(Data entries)
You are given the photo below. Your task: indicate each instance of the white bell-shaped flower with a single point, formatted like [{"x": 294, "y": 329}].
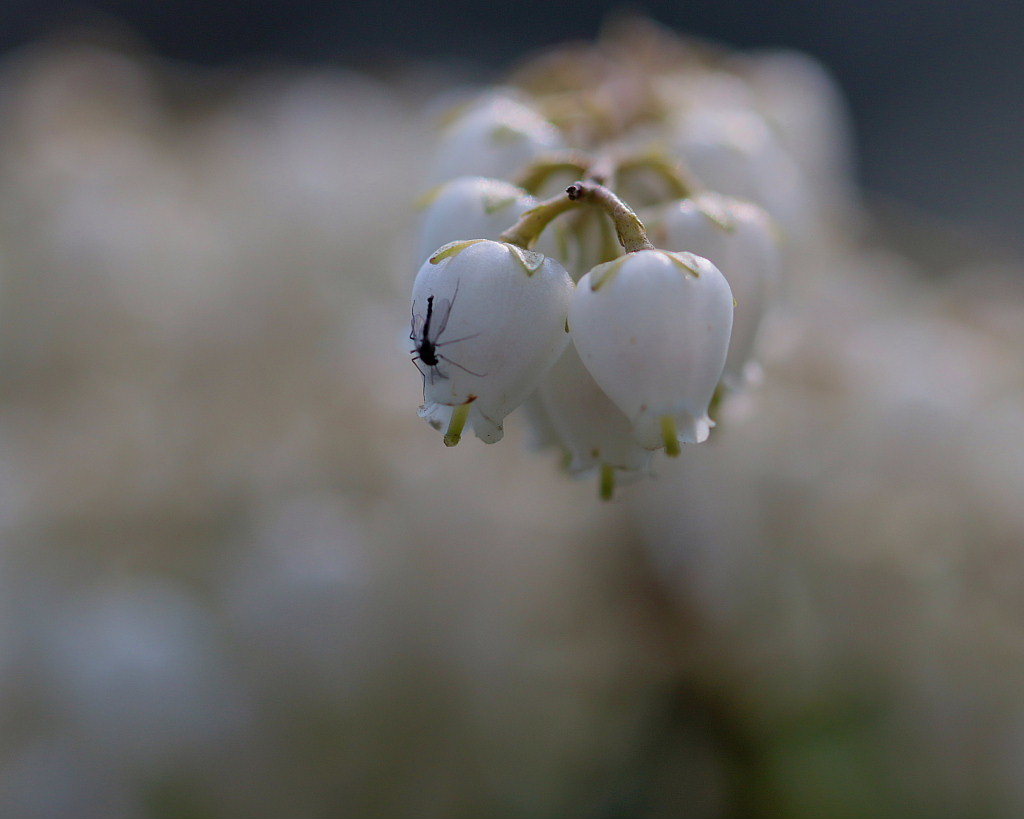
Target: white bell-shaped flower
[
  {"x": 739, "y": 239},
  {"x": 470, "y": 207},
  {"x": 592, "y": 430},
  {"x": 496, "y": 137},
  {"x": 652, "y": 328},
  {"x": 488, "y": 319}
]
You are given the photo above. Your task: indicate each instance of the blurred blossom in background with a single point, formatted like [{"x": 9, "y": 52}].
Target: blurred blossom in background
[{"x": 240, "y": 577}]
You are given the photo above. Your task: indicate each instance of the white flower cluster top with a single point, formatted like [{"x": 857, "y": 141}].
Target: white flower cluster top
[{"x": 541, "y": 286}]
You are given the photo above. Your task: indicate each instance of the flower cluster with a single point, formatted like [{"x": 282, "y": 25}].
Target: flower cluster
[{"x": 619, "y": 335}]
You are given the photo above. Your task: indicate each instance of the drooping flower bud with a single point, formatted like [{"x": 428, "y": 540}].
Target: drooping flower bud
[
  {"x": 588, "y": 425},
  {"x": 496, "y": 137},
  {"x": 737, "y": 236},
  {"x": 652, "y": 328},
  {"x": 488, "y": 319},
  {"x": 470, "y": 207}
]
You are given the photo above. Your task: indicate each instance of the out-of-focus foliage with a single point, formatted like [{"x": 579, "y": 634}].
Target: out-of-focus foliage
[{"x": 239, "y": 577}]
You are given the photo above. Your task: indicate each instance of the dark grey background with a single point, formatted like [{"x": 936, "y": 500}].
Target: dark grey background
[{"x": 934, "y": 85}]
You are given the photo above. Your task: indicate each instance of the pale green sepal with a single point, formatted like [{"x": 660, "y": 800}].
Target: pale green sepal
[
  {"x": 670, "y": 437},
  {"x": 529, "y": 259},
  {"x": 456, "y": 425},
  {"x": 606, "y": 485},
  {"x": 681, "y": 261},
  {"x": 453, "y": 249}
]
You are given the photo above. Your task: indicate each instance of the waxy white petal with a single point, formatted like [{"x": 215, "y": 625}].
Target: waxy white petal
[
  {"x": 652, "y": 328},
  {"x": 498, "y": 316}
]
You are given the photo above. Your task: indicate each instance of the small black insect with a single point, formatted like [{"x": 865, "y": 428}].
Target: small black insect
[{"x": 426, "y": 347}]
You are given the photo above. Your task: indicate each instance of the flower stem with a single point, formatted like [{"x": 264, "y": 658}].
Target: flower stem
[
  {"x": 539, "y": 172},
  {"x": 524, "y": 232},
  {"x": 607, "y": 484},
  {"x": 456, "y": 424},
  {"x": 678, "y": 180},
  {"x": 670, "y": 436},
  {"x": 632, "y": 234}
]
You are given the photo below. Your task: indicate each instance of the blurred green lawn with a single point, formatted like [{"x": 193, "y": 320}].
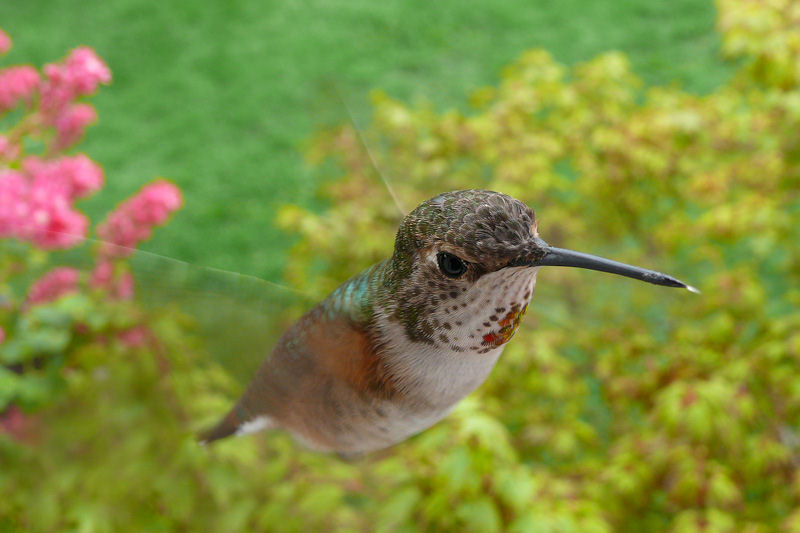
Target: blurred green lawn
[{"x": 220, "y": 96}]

> **What you need to do**
Your copy should repeat each entry above exactly but contain no pictures.

> **Written solution**
You are given the photo below. Your task: indicate each instance of the white bell-shaped flower with a single point, formatted like [{"x": 294, "y": 329}].
Target: white bell-shaped flower
[
  {"x": 739, "y": 239},
  {"x": 470, "y": 207},
  {"x": 592, "y": 430},
  {"x": 496, "y": 137},
  {"x": 652, "y": 328},
  {"x": 488, "y": 319}
]
You are given the photo above. Your task: indicate each instance of the blurred blossom in background with a single point, formatted like [{"x": 9, "y": 52}].
Target: blurred blossom in background
[{"x": 240, "y": 577}]
You are given the photo above. Your task: indicate each instance of the white flower cluster top with a single point, formatted like [{"x": 857, "y": 141}].
Target: white flower cluster top
[{"x": 541, "y": 286}]
You are given the photo above. Your task: indicate each instance of the flower cluster with a single point, formatted like [{"x": 282, "y": 25}].
Target: flower cluster
[{"x": 619, "y": 335}]
You are given the photo above. Your task: indicate each instance of the drooping flower bud with a single point, formatted like [{"x": 428, "y": 540}].
Target: drooping flower bud
[
  {"x": 588, "y": 425},
  {"x": 496, "y": 137},
  {"x": 737, "y": 236},
  {"x": 652, "y": 328},
  {"x": 488, "y": 319},
  {"x": 470, "y": 207}
]
You are given the photo above. Your task: indicate each instance of the out-of-focus foliage with a single point, formatted like [{"x": 579, "y": 634}].
Target: out-of-focus foliage
[{"x": 239, "y": 577}]
You are given the photo above. Your task: indicate each instance of the dark grey background with a single point, formatted like [{"x": 936, "y": 500}].
Target: dark grey background
[{"x": 934, "y": 85}]
You are given the photo above. Your task: indicate each instance of the pale green sepal with a single point, formatted like [{"x": 660, "y": 800}].
Target: pale green sepal
[
  {"x": 670, "y": 437},
  {"x": 529, "y": 259},
  {"x": 456, "y": 425},
  {"x": 606, "y": 485},
  {"x": 681, "y": 261},
  {"x": 453, "y": 249}
]
You are given the photo above. Your task: indicate each instance of the waxy white petal with a single point, formatted like [{"x": 215, "y": 625}].
Target: waxy white petal
[
  {"x": 652, "y": 328},
  {"x": 498, "y": 316}
]
You are given the photo above. Your task: indicate each instance of the small black insect with a single point, formatted like [{"x": 865, "y": 428}].
Target: small black insect
[{"x": 426, "y": 347}]
You are given the photo above. Your task: indicate each instance of the flower stem with a single point, formatted like [{"x": 264, "y": 658}].
Target: flower stem
[
  {"x": 539, "y": 172},
  {"x": 524, "y": 232},
  {"x": 607, "y": 484},
  {"x": 456, "y": 424},
  {"x": 678, "y": 180},
  {"x": 670, "y": 436},
  {"x": 632, "y": 234}
]
You are given the photo below. Your task: indicate each instance of the blurred green lawn with a single point, formatted like [{"x": 193, "y": 320}].
Target: blurred green lawn
[{"x": 220, "y": 96}]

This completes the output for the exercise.